EXERCISE INPUTS:
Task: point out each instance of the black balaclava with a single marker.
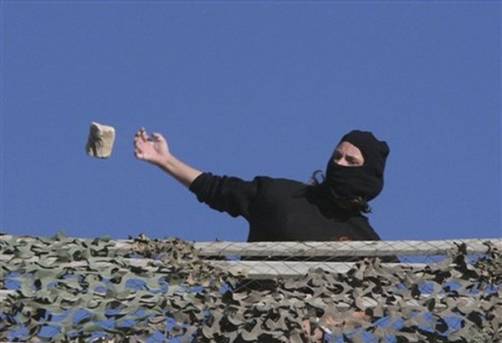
(366, 181)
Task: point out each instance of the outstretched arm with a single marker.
(155, 150)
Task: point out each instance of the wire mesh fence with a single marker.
(63, 288)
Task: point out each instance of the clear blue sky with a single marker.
(246, 89)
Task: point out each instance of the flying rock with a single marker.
(100, 140)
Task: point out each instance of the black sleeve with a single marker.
(226, 194)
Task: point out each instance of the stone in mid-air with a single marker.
(100, 140)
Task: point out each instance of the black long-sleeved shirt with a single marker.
(281, 209)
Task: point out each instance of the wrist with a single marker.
(167, 163)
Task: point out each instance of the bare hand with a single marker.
(153, 149)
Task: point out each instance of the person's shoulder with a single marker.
(279, 181)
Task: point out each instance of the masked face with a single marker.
(349, 177)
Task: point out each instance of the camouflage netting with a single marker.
(75, 290)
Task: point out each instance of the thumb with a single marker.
(158, 136)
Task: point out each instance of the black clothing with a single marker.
(282, 210)
(365, 181)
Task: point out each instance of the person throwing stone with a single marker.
(280, 209)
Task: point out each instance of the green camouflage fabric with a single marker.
(162, 291)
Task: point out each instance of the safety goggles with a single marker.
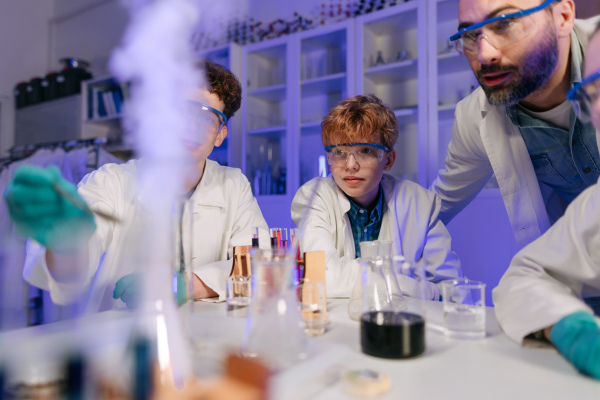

WORK INSTRUCTIONS: Reproduce every line above verbatim, from the first through the last, and omit the pictures from your output.

SOLUTION FOR THIS TASK:
Task: point out each instance of the black balaclava with a single marker.
(366, 181)
Task: point out each instance of the outstretched arm with a single marker.
(155, 150)
Task: point out each instance of the wire mesh fence with a single marker.
(63, 288)
Task: point out each instance of the clear blue sky with a single marker.
(246, 89)
Task: point out each instance of the flying rock with a single marker.
(100, 140)
Task: point out each instance of the black sleeve with a single marker.
(226, 194)
Task: point out each instance of the stone in mid-air with a single marker.
(100, 140)
Task: point out each instance of the black long-sleeved shirt with a single marker.
(281, 209)
Task: point out each instance of the wrist with a single marker.
(167, 163)
Task: point out each instance of the bare hand with a single marker.
(153, 149)
Task: point out each instance of the person's shoulder with a single marker.
(279, 181)
Task: point out each instance of the masked face with a single marker.
(349, 177)
Task: point out each instance of the camouflage netting with a single marker.
(75, 290)
Task: point out each instance of the thumb with a single marker.
(158, 136)
Task: point out each instance of the black clothing with a single marker.
(282, 210)
(365, 181)
Task: point out each instance of the person throwing stone with a single marker.
(280, 209)
Task: point out each instance of the green camouflage fabric with a single marker.
(162, 291)
Task: point out each instance of the safety goggles with a single marker.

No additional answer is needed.